Data items
------------------------------------------------------------
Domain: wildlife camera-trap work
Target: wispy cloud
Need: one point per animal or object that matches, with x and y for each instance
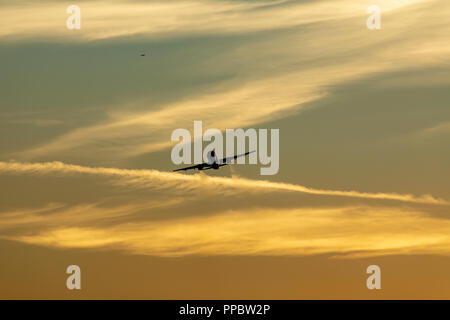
(346, 231)
(285, 77)
(160, 179)
(101, 19)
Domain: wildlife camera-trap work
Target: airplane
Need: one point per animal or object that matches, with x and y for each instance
(213, 162)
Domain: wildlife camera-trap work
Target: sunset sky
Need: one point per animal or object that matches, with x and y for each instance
(85, 143)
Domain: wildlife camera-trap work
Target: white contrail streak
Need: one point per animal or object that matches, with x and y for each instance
(143, 177)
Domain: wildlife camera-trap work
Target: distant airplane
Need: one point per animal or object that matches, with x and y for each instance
(213, 162)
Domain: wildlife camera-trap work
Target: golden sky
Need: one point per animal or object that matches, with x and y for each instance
(85, 170)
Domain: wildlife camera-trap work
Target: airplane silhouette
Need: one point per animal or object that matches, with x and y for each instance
(213, 162)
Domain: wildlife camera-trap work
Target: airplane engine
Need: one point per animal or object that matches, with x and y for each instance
(212, 158)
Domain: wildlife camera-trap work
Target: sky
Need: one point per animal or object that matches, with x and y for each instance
(85, 143)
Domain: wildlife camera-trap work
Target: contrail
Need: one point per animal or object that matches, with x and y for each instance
(143, 177)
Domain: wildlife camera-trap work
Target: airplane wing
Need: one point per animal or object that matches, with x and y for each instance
(198, 166)
(226, 161)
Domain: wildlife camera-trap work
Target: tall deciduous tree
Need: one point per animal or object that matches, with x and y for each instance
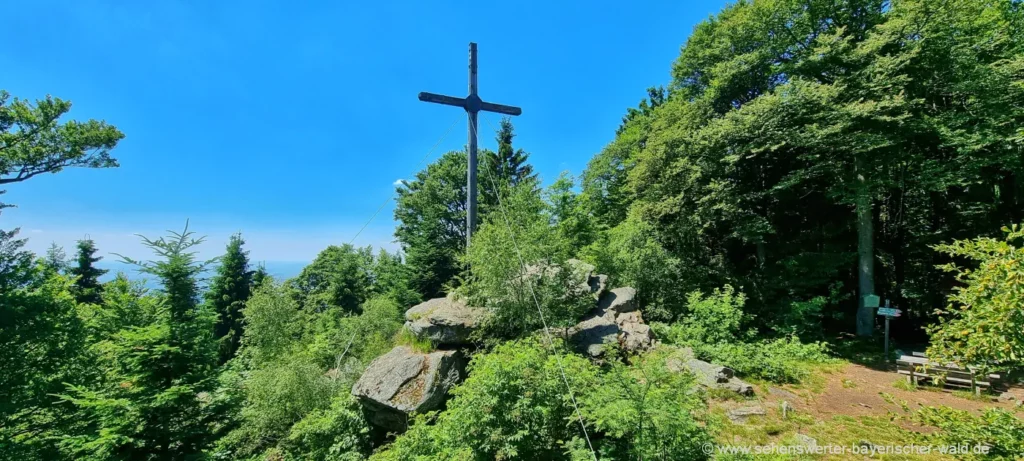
(338, 278)
(33, 140)
(228, 292)
(87, 286)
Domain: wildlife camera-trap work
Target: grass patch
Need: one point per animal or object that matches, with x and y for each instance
(406, 337)
(969, 394)
(721, 394)
(904, 384)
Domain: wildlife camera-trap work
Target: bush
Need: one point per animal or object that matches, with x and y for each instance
(996, 428)
(515, 406)
(982, 325)
(498, 280)
(631, 255)
(713, 329)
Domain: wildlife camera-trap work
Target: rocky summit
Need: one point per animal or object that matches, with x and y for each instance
(404, 381)
(615, 320)
(444, 321)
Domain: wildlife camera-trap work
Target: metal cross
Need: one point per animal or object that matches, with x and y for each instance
(472, 105)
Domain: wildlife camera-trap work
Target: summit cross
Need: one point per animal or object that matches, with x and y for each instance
(473, 105)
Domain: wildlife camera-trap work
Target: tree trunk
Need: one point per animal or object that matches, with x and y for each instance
(865, 253)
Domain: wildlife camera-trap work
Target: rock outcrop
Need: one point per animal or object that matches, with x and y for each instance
(708, 375)
(615, 320)
(403, 381)
(444, 321)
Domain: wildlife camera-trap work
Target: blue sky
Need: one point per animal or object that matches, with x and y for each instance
(292, 123)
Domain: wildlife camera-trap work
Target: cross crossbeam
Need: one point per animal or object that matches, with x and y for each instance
(472, 105)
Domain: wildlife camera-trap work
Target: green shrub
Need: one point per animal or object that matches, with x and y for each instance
(714, 330)
(497, 278)
(515, 406)
(996, 428)
(982, 325)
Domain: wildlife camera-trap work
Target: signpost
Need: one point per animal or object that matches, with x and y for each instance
(888, 312)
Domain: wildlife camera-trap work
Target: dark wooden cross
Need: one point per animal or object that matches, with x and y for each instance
(473, 105)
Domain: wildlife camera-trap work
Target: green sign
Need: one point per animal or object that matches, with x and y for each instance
(889, 311)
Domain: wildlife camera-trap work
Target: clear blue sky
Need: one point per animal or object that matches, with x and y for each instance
(291, 123)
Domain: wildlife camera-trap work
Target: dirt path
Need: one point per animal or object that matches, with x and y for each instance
(856, 390)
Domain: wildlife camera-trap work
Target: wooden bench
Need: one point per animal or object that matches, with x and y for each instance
(918, 368)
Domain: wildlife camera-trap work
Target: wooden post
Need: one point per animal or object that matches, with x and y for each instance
(473, 105)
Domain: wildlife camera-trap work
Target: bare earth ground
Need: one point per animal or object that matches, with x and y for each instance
(844, 406)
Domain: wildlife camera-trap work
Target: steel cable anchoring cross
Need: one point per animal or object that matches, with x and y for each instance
(540, 311)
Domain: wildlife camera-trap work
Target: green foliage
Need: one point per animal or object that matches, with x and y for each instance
(983, 325)
(784, 116)
(336, 433)
(646, 411)
(431, 209)
(568, 214)
(339, 277)
(55, 259)
(227, 294)
(153, 399)
(631, 255)
(42, 342)
(33, 140)
(272, 324)
(503, 170)
(514, 406)
(715, 330)
(431, 215)
(998, 429)
(87, 286)
(127, 303)
(297, 368)
(714, 319)
(393, 279)
(516, 261)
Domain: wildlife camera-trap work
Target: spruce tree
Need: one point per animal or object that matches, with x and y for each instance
(259, 276)
(228, 292)
(87, 287)
(55, 259)
(155, 403)
(505, 169)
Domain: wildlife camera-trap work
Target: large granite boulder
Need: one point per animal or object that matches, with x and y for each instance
(615, 320)
(444, 321)
(581, 277)
(708, 375)
(404, 381)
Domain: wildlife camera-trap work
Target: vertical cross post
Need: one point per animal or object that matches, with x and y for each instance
(473, 105)
(471, 113)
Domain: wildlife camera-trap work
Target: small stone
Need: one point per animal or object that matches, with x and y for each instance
------------------------------------------------------------
◆ WHAT TO PRODUCE: Leave the pictures out and write out every entry exactly as given.

◆ WRITTEN REPLY:
Domain: wildlife camera-trap work
Target: wispy cloud
Need: one point per animal or object that matches, with x and y for each instance
(346, 231)
(285, 77)
(160, 179)
(101, 19)
Domain: wildlife camera-trap work
Target: airplane
Need: one point per animal or object that matches, with x and y for each instance
(213, 162)
Domain: wildlife camera-trap work
Target: sunset sky
Need: one point per animal or object that matches, with x and y for each instance
(85, 143)
Domain: wildlife camera-trap work
Target: white contrail streak
Need: one point per animal or object that matches, with x and y for each instance
(143, 177)
Domain: wildlife camera-trap work
Target: distant airplane
Need: one point per animal or object that matches, with x and y for each instance
(213, 162)
Domain: wildlife camera-trap work
Target: golden sky
Need: one point per animal or object that matches, with x and y for each instance
(85, 170)
Domain: wildlife camera-trap work
Target: airplane silhouette
Need: one point per animal or object that matches, with x and y for each instance
(213, 162)
Domain: wildlife camera-trap work
Target: airplane engine
Need: one point per animal or object that matches, with x and y for each instance
(212, 158)
Domain: wildlife camera-trap work
Target: sky
Need: one point per animal or object that matches, with x and y for each instance
(85, 143)
Domain: wildlife camera-trap work
Target: contrail
Need: one point per animal or object that matches, with x and y for each instance
(143, 177)
Domain: wildlife camera-trap work
Target: airplane wing
Need: one point per animal or object that matches, with x and y for each instance
(198, 166)
(226, 161)
Domain: wildlife camera-trap work
Target: tall deciduous tree
Need: one point per animal or object that matches, with x and y for each instance
(338, 278)
(33, 140)
(228, 292)
(87, 286)
Domain: wildlife camera-trap work
Target: grass patch
Need: one point per animal or object that matches, with x and y for each instance
(406, 337)
(969, 394)
(721, 394)
(904, 384)
Domain: wildlife camera-trap work
Target: bush
Need: one point per animal or object that matches, with x and y for each instance
(996, 428)
(515, 406)
(982, 325)
(498, 280)
(631, 255)
(713, 329)
Domain: wildlife camera-trap work
Target: rocky summit
Need: one point per animal or object that matches, with x and y for each instance
(404, 381)
(615, 320)
(444, 321)
Domain: wildlife camera-trap work
Target: metal cross
Need: one point per animal or object that matches, with x and y for each instance
(472, 105)
Domain: wildlife camera-trap work
Target: summit cross
Need: one point per animal or object that matches, with x and y for each instance
(473, 105)
Domain: wildlife camera-trap work
Target: tree trunk
Need: one point per animal or object that matches, with x and y for each instance
(865, 253)
Domain: wildlife camera-trap work
Target: rock outcrop
Need: one point per animal or object that matches, with x and y for each instance
(708, 375)
(615, 320)
(403, 381)
(444, 321)
Domain: wildlife camera-trap work
Target: blue sky
Need: one point per animal or object that matches, with x and y for each instance
(292, 123)
Domain: wildlife camera-trap work
Target: cross crossbeam
Need: one point per animal or object that matches, with x and y for each instance
(472, 105)
Domain: wildlife camera-trap work
Target: green shrub
Need: one point per animal or object that matches, with x and y for each instance
(714, 330)
(497, 278)
(515, 406)
(996, 428)
(982, 325)
Domain: wildlife camera-trap work
Target: signpost
Need: one point per animal or object that matches, with x and y for each instance
(888, 312)
Domain: wildlife camera-trap work
Target: dark wooden cross
Need: one point per animal or object that matches, with x and y for each instance
(473, 105)
Domain: wildlife camera-trap work
Target: green sign
Need: one point per animal or object that matches, with x and y for each instance
(889, 311)
Domain: wildlife camera-trap work
Target: clear blue sky
Need: one point per animal or object that matches, with x and y for each instance
(291, 123)
Domain: wildlife camera-trap work
Target: dirt path
Need: one point per animal or object that matches, with x and y for each instance
(856, 390)
Domain: wildlife camera-trap work
Target: wooden bench
Need: one point per animal or object that matches, with x and y for each instance
(918, 368)
Domain: wildlife camera-trap work
Target: wooden post
Need: one point per animal or object that matches, with x and y for each instance
(473, 105)
Domain: wildlife camera-trap work
Target: bare earth ground
Need: one point per animal or object that matches, with x and y for each instance
(844, 406)
Domain: wildlife camera-trap work
Target: steel cable anchoring cross
Need: one point per animal or object that matches, with x and y for each instance
(540, 311)
Domain: wildlife camera-trap work
Target: green foliage
Need: one point per animal or object that matches, with x and y for each instance
(983, 325)
(784, 116)
(336, 433)
(646, 411)
(431, 209)
(568, 214)
(339, 277)
(55, 259)
(227, 294)
(153, 399)
(631, 255)
(42, 342)
(33, 140)
(272, 324)
(503, 170)
(514, 406)
(715, 330)
(431, 215)
(998, 429)
(87, 286)
(127, 303)
(297, 368)
(714, 319)
(393, 279)
(516, 261)
Domain: wildlife camera-trap work
Target: spruce tree
Need: one point per animal or object that matches, with x and y for each instance
(259, 276)
(228, 292)
(87, 287)
(55, 259)
(155, 403)
(505, 169)
Domain: wildlife camera-trap work
Target: large granite boulder
Need: one point per animal or object that matches, with x and y for each instance
(615, 320)
(444, 321)
(581, 277)
(708, 375)
(404, 381)
Domain: wildlife camera-trap work
Target: vertical cross post
Need: one point per animal or object that matches, with x and y for each instance
(473, 105)
(471, 113)
Domain: wildlife camera-trap work
Target: small stone
Need: one point per animal or object that matches, with x and y for each instance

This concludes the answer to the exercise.